- The problem: Reproduce all of the entries character for character, while leaving out any pictures they contain.

=== Exercise input ===

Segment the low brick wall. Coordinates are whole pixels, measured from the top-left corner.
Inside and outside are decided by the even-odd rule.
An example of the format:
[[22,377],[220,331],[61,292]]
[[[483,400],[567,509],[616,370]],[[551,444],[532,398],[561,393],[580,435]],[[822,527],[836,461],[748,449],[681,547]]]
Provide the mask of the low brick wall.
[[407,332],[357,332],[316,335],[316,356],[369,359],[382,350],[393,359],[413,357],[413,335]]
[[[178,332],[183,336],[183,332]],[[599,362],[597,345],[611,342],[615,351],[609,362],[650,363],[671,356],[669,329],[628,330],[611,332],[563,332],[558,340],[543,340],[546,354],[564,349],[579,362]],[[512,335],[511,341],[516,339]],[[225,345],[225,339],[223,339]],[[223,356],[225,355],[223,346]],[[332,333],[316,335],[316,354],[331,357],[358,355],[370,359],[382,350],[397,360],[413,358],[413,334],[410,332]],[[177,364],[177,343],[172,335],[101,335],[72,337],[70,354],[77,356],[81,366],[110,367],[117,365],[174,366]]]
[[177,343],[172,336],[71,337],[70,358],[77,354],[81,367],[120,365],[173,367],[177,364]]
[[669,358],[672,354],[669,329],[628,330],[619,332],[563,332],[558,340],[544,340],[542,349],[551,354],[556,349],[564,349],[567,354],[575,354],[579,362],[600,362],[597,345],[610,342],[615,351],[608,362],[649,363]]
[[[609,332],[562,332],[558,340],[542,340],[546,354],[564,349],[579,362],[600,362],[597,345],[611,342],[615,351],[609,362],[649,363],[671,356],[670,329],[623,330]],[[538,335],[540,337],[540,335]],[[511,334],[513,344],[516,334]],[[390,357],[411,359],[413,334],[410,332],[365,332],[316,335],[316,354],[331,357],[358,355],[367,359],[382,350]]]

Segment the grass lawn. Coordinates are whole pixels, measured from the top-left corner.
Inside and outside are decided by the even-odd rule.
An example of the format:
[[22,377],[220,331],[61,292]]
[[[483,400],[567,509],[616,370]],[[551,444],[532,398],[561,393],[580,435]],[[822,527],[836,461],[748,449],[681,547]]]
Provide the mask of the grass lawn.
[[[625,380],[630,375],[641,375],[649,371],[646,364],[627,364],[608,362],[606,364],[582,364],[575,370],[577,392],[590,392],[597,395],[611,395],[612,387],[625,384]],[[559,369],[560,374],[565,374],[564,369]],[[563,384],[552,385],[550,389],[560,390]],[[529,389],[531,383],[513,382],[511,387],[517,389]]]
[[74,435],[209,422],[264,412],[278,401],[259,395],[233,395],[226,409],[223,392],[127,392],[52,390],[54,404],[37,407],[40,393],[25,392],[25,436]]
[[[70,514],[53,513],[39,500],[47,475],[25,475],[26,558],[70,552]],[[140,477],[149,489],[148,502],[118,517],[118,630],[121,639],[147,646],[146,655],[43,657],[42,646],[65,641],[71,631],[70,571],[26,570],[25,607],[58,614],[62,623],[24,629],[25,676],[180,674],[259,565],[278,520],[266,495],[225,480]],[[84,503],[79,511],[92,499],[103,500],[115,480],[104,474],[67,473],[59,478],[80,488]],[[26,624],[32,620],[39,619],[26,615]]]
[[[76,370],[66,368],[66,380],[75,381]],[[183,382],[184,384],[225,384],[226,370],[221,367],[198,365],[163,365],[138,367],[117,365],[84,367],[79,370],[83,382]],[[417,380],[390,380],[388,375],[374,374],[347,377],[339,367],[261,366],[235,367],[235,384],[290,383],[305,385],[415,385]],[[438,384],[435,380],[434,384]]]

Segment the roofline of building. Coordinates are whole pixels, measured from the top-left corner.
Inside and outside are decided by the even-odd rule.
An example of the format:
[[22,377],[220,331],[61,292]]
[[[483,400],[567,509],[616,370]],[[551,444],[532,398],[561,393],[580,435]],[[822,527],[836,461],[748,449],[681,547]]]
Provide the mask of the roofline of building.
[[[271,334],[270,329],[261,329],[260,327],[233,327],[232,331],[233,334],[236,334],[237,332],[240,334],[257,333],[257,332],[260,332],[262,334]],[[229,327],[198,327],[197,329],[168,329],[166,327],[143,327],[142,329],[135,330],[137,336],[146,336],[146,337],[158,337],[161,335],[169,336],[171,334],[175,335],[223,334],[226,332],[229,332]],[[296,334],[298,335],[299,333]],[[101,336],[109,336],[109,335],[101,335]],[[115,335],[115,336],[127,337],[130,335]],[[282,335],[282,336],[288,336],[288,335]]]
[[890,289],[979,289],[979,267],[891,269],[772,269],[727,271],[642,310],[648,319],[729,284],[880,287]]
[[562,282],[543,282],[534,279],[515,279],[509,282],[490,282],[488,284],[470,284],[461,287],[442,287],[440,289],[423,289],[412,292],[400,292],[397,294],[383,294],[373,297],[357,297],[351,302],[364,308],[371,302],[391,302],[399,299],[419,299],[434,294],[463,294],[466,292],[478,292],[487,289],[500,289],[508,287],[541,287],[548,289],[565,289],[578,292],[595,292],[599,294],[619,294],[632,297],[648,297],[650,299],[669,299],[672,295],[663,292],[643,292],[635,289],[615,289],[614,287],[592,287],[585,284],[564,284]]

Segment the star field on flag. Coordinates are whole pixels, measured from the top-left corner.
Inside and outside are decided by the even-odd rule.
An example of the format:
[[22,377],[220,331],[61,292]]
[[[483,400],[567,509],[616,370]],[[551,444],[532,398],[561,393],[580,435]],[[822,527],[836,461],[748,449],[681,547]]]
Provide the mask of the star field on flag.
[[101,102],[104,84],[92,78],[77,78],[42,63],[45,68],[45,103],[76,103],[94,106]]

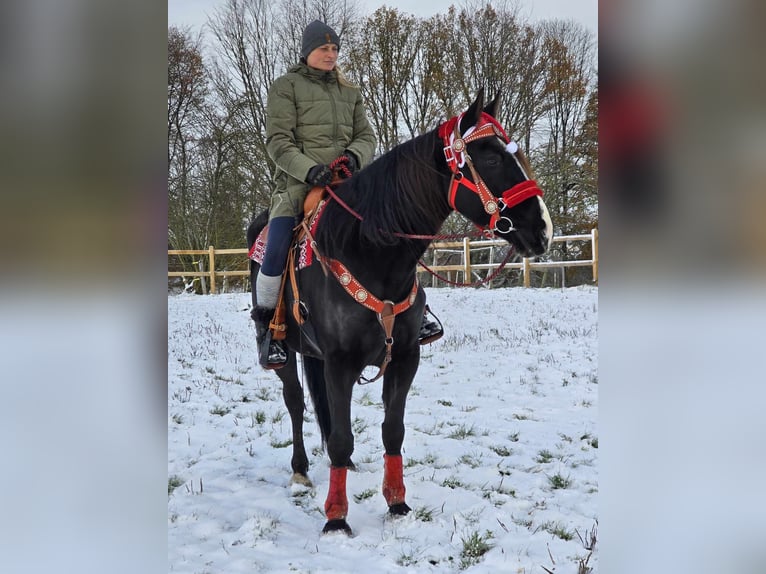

===

- Answer to this task:
Segment the low brick wall. Coordinates are whole pixels, measured from the top-left corner.
Inside and outside are decided by the even-odd rule.
An example of the format:
[[22,377],[220,331],[61,292]]
[[[483,400],[567,509],[616,370]],[[551,444],[532,398],[561,393],[580,435]],[[822,527],[836,461],[748,449],[681,547]]]
Provide the mask of the low brick wall.
[[407,332],[357,332],[316,335],[316,356],[369,359],[382,350],[393,359],[413,357],[413,335]]
[[[178,332],[183,336],[183,332]],[[599,362],[597,345],[611,342],[615,351],[609,362],[650,363],[671,356],[669,329],[628,330],[611,332],[563,332],[558,340],[543,340],[546,354],[564,349],[579,362]],[[512,335],[511,341],[516,339]],[[225,345],[225,339],[223,339]],[[223,356],[225,355],[223,346]],[[332,333],[316,335],[316,354],[331,357],[358,355],[370,359],[382,350],[397,360],[413,358],[413,334],[410,332]],[[177,364],[177,343],[172,335],[101,335],[72,337],[70,354],[77,356],[81,366],[110,367],[117,365],[174,366]]]
[[177,343],[172,336],[71,337],[70,358],[77,354],[81,367],[120,365],[173,367],[177,364]]
[[669,358],[672,354],[669,329],[628,330],[619,332],[563,332],[558,340],[544,340],[542,349],[551,354],[556,349],[564,349],[567,354],[575,354],[579,362],[600,362],[597,345],[610,342],[615,351],[608,362],[649,363]]
[[[609,332],[562,332],[558,340],[542,340],[546,354],[564,349],[579,362],[600,362],[597,345],[611,342],[615,351],[609,362],[649,363],[671,356],[670,329],[623,330]],[[538,335],[540,337],[540,335]],[[511,334],[513,344],[516,334]],[[390,357],[411,359],[413,334],[410,332],[365,332],[316,335],[316,354],[331,357],[358,355],[367,359],[382,350]]]

Segment the grass lawn. Coordinates are whole pixels, measured from the top-left corner.
Inside and outside are decided by the even-odd rule.
An example of the format:
[[22,377],[220,331],[61,292]]
[[[483,400],[567,509],[616,370]],[[551,444],[532,398],[561,393],[580,435]],[[822,527],[836,461],[748,449],[681,547]]]
Provide the mask of the grass lawn.
[[[625,380],[630,375],[641,375],[649,371],[646,364],[627,364],[608,362],[606,364],[582,364],[575,370],[577,392],[590,392],[597,395],[611,395],[612,387],[625,384]],[[559,369],[560,374],[565,374],[564,369]],[[563,384],[552,385],[550,389],[560,390]],[[529,389],[531,383],[513,382],[511,387],[517,389]]]
[[74,435],[209,422],[264,412],[278,401],[259,395],[233,395],[226,409],[223,392],[127,392],[52,390],[54,404],[37,407],[40,393],[25,392],[25,436]]
[[[70,514],[53,513],[39,500],[47,475],[25,475],[26,558],[70,552]],[[140,477],[149,489],[148,502],[118,517],[118,630],[121,639],[147,646],[146,655],[43,657],[42,646],[65,641],[71,631],[70,571],[26,570],[25,607],[58,614],[62,623],[24,629],[25,676],[180,674],[259,565],[278,520],[266,495],[225,480]],[[84,503],[79,511],[92,499],[103,500],[115,480],[104,474],[67,473],[59,478],[80,488]],[[26,624],[32,620],[39,619],[26,615]]]
[[[76,370],[66,368],[66,380],[75,381]],[[183,382],[184,384],[225,384],[226,370],[221,367],[198,365],[163,365],[138,367],[117,365],[84,367],[79,370],[83,382]],[[417,380],[390,380],[388,375],[374,374],[347,377],[339,367],[261,366],[235,367],[235,384],[290,383],[305,385],[415,385]],[[438,384],[435,380],[434,384]]]

Segment the roofline of building. Coordinates are whole pixels, measured from the top-left corner.
Inside and outside are decided by the even-odd rule.
An example of the format:
[[22,377],[220,331],[61,292]]
[[[483,400],[567,509],[616,370]],[[551,444],[532,398],[561,393],[580,435]],[[822,527],[836,461],[748,449],[681,547]]]
Provide the mask of the roofline of building.
[[[271,334],[270,329],[261,329],[260,327],[233,327],[232,331],[233,334],[236,334],[237,332],[240,334],[257,333],[257,332],[260,332],[262,334]],[[229,327],[198,327],[197,329],[168,329],[166,327],[143,327],[142,329],[135,330],[137,336],[146,336],[146,337],[158,337],[161,335],[169,336],[171,334],[175,335],[223,334],[226,332],[229,332]],[[296,334],[298,335],[299,333]],[[101,336],[109,336],[109,335],[101,335]],[[115,335],[115,336],[127,337],[130,335]],[[282,335],[282,336],[288,336],[288,335]]]
[[890,289],[979,289],[979,267],[891,269],[772,269],[727,271],[642,310],[648,319],[729,284],[880,287]]
[[562,282],[543,282],[534,279],[515,279],[509,282],[490,282],[488,284],[470,284],[461,287],[442,287],[440,289],[423,289],[412,292],[400,292],[397,294],[383,294],[373,297],[357,297],[351,302],[364,308],[371,302],[391,302],[399,299],[419,299],[434,294],[463,294],[466,292],[478,292],[487,289],[500,289],[508,287],[541,287],[548,289],[565,289],[578,292],[595,292],[599,294],[619,294],[632,297],[648,297],[650,299],[669,299],[672,295],[663,292],[643,292],[635,289],[615,289],[614,287],[592,287],[585,284],[564,284]]

Segment the star field on flag. Coordinates are whole pixels, measured from the top-left corner.
Inside and outside are decided by the even-odd rule.
An example of the format:
[[22,377],[220,331],[61,292]]
[[[483,400],[567,509],[616,370]],[[551,444],[532,398],[561,393],[580,435]],[[822,527],[836,461],[748,449],[681,547]]]
Provide the mask of the star field on flag.
[[101,102],[104,84],[92,78],[77,78],[42,63],[45,68],[45,103],[76,103],[94,106]]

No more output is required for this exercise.